### WRITTEN INSTRUCTION
Please pick out each line in the entries below that contains the word "shorts", and copy those lines unchanged.

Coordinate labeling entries
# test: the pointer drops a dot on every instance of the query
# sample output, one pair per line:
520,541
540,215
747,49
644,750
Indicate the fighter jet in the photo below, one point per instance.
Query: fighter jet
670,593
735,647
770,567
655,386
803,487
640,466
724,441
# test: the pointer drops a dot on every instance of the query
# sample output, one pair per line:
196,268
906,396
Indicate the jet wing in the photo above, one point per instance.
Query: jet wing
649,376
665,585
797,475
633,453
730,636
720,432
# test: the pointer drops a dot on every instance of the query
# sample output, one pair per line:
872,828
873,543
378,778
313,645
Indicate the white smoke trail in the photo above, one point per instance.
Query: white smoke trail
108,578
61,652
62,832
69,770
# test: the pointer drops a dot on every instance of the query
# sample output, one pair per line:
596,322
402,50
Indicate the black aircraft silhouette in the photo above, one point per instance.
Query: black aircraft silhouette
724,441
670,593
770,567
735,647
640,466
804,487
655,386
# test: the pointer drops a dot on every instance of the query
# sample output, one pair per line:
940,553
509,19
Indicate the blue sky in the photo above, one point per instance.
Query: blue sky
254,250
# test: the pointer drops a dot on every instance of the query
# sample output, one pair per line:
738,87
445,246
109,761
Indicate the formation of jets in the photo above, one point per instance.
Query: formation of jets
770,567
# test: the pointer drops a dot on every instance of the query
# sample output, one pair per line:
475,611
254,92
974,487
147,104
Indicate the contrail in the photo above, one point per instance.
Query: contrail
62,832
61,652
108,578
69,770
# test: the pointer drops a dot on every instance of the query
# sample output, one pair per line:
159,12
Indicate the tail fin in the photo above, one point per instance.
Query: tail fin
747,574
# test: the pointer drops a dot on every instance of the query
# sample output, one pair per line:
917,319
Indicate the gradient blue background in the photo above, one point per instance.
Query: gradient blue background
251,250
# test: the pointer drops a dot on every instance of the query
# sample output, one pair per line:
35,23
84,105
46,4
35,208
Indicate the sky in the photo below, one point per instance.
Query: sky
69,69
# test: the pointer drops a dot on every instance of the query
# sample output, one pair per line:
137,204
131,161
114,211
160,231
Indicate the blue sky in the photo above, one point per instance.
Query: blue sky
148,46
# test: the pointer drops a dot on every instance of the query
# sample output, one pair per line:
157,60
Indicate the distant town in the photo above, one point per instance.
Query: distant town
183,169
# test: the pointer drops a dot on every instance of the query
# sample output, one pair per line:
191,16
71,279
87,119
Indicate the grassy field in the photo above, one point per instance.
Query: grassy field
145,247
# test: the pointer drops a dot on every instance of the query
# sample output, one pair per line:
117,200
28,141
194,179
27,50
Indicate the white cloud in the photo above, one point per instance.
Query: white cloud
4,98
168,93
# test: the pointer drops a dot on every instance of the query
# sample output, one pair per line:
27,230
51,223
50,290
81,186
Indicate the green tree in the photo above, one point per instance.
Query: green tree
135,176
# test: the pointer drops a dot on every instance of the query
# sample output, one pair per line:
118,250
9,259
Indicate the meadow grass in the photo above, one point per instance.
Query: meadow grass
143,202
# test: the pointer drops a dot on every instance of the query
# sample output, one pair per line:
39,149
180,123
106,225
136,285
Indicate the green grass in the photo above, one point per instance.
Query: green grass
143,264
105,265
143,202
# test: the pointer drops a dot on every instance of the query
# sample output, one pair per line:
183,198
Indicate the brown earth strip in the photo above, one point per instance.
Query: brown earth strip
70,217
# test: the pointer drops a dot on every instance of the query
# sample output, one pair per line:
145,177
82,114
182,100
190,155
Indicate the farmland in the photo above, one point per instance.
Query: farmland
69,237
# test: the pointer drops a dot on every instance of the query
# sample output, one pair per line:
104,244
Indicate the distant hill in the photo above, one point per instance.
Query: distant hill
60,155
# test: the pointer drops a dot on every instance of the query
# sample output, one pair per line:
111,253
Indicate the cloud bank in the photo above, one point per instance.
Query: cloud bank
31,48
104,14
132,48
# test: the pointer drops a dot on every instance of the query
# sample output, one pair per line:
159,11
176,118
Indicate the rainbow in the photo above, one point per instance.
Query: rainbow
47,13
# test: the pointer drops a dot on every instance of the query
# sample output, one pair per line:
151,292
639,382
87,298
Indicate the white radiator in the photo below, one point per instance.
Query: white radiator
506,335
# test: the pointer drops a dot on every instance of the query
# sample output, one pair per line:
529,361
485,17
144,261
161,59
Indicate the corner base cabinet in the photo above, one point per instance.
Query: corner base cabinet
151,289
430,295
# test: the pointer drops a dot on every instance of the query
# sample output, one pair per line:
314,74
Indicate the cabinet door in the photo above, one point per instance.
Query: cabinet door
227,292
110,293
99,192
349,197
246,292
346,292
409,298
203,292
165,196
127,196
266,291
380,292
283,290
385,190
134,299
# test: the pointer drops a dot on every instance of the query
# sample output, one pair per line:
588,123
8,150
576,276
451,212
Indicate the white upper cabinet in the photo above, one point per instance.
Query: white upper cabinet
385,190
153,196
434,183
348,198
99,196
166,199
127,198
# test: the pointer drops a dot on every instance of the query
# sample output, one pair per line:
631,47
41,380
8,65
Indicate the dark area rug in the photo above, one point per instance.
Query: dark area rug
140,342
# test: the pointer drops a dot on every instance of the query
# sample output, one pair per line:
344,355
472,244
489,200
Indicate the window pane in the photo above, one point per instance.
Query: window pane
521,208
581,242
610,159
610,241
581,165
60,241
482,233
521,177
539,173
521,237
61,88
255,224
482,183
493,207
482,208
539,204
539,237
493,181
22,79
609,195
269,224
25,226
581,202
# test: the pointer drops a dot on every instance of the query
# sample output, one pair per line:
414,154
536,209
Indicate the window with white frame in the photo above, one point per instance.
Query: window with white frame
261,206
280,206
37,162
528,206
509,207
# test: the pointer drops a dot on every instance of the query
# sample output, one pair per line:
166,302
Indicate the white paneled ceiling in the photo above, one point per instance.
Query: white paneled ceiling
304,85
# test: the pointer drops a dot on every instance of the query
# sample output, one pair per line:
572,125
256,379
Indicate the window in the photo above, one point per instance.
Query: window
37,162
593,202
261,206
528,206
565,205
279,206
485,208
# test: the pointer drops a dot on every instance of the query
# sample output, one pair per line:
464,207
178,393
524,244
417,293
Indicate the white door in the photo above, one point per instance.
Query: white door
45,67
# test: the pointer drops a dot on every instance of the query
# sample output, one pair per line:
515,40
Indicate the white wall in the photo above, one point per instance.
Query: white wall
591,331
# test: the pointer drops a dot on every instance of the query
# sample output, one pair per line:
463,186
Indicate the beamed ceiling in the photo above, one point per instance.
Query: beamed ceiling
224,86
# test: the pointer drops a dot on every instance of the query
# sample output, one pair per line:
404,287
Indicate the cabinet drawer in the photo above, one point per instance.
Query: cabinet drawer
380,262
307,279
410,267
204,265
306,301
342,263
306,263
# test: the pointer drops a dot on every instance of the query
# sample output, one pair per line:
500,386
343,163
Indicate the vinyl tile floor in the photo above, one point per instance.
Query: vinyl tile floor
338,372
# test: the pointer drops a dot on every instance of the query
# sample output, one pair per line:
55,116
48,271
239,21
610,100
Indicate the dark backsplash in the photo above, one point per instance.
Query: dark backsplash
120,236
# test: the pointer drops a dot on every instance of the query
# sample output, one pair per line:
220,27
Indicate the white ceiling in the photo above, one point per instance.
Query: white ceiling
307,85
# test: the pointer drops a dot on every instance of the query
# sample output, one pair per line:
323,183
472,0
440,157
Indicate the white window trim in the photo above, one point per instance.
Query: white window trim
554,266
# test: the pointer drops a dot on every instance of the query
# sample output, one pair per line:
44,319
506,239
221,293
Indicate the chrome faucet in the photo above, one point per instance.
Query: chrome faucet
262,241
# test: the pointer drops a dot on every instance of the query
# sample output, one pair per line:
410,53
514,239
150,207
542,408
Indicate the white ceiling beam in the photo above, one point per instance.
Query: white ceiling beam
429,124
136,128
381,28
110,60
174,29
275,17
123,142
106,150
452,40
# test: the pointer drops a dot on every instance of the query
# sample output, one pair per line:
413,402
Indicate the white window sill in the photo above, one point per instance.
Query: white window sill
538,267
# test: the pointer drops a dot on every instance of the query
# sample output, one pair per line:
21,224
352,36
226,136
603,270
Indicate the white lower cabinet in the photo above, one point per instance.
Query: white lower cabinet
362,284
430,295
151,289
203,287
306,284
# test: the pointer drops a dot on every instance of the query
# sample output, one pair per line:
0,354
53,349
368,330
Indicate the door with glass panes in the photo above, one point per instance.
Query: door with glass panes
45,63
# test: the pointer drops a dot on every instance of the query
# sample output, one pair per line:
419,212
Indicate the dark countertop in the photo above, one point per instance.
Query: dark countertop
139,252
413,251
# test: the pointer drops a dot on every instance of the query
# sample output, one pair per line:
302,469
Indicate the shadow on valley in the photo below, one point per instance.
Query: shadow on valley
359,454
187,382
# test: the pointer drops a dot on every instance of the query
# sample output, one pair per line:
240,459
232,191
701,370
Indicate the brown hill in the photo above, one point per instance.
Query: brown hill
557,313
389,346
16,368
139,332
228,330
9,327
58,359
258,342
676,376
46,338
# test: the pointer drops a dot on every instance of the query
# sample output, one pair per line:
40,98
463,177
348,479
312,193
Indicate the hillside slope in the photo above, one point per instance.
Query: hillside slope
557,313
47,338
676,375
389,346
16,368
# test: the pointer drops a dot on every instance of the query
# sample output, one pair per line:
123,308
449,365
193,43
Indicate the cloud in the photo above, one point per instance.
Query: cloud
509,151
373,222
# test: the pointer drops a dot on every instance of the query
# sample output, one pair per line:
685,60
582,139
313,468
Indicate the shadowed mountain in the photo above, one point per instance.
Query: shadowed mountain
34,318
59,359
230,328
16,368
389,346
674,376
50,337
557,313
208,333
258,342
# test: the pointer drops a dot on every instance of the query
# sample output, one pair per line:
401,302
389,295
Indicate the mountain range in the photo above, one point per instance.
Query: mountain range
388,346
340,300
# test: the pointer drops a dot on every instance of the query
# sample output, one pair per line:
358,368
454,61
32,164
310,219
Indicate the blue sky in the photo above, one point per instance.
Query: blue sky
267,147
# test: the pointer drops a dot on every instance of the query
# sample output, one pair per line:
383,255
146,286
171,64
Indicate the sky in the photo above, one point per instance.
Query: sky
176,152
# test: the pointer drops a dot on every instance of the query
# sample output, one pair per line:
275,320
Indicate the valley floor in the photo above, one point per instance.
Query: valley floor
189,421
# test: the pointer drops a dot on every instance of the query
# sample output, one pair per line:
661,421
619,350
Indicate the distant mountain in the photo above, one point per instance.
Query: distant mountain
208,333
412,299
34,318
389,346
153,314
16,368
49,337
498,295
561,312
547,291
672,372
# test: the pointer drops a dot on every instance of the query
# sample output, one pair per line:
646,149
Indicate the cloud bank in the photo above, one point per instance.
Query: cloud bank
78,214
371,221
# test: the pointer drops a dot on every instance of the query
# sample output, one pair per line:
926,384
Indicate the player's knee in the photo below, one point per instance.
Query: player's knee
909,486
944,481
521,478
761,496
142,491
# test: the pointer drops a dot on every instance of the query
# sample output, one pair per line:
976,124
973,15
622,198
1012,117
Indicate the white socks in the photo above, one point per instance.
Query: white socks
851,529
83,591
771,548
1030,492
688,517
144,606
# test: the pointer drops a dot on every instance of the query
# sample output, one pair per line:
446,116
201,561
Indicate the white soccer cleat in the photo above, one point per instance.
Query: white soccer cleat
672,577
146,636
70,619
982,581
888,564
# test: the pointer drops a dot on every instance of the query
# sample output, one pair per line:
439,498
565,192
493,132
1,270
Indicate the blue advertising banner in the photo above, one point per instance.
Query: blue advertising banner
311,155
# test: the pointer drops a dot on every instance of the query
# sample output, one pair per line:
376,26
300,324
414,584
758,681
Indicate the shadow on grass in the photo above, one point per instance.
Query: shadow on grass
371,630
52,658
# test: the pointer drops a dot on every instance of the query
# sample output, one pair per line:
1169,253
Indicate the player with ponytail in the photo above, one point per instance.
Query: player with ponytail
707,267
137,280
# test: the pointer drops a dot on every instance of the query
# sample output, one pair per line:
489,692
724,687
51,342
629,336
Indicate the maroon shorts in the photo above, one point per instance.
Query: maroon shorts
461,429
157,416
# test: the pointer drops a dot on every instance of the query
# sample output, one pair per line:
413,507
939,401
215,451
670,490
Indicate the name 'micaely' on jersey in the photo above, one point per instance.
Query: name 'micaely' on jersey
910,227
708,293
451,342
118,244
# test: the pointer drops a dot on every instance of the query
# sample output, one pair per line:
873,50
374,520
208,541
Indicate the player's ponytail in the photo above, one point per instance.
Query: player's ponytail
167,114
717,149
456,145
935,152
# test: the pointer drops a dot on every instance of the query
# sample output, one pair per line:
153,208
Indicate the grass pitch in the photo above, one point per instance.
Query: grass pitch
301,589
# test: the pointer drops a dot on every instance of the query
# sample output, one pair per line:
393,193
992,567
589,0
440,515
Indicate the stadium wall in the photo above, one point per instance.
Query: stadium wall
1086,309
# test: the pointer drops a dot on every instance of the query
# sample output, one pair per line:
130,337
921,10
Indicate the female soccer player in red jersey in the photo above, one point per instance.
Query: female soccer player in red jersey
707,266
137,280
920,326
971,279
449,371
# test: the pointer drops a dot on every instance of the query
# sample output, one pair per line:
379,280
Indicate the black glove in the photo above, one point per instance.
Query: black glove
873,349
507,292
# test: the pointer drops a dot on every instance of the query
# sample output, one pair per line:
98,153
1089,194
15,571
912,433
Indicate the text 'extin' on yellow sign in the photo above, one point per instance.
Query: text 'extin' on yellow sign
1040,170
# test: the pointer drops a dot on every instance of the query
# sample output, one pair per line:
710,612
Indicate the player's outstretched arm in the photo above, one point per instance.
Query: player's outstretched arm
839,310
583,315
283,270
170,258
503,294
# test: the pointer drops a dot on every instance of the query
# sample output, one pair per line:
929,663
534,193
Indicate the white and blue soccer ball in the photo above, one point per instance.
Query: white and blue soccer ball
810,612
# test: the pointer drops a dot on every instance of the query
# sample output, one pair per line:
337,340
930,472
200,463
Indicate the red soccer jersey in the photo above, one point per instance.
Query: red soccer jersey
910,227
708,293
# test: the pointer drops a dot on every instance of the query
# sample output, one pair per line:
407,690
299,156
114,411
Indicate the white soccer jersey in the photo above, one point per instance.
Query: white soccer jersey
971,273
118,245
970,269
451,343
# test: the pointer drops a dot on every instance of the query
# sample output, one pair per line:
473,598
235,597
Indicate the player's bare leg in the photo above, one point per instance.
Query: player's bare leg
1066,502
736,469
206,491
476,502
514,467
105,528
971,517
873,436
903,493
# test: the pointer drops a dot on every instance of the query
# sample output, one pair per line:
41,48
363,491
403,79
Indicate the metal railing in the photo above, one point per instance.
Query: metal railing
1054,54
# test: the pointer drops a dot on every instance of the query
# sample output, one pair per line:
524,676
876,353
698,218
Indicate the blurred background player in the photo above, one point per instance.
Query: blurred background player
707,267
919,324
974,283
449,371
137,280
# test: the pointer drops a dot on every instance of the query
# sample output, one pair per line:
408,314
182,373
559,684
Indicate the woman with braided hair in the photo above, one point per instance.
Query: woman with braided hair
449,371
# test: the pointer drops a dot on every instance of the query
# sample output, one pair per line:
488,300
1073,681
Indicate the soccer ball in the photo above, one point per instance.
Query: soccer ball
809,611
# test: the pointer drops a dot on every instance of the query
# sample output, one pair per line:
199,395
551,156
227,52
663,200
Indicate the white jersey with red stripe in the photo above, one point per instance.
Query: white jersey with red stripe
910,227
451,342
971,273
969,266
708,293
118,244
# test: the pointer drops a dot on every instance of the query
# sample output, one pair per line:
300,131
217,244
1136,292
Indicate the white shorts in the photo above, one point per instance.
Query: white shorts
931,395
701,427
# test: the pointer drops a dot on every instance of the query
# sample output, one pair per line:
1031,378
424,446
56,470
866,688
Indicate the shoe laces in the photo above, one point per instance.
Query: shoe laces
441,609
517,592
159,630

### THE ANSWER
Indicate the maroon shorts in the photo above, one point per instance.
Query: maroon shorts
Indicate the white shorts in the photo above, one point per instance.
Query: white shorts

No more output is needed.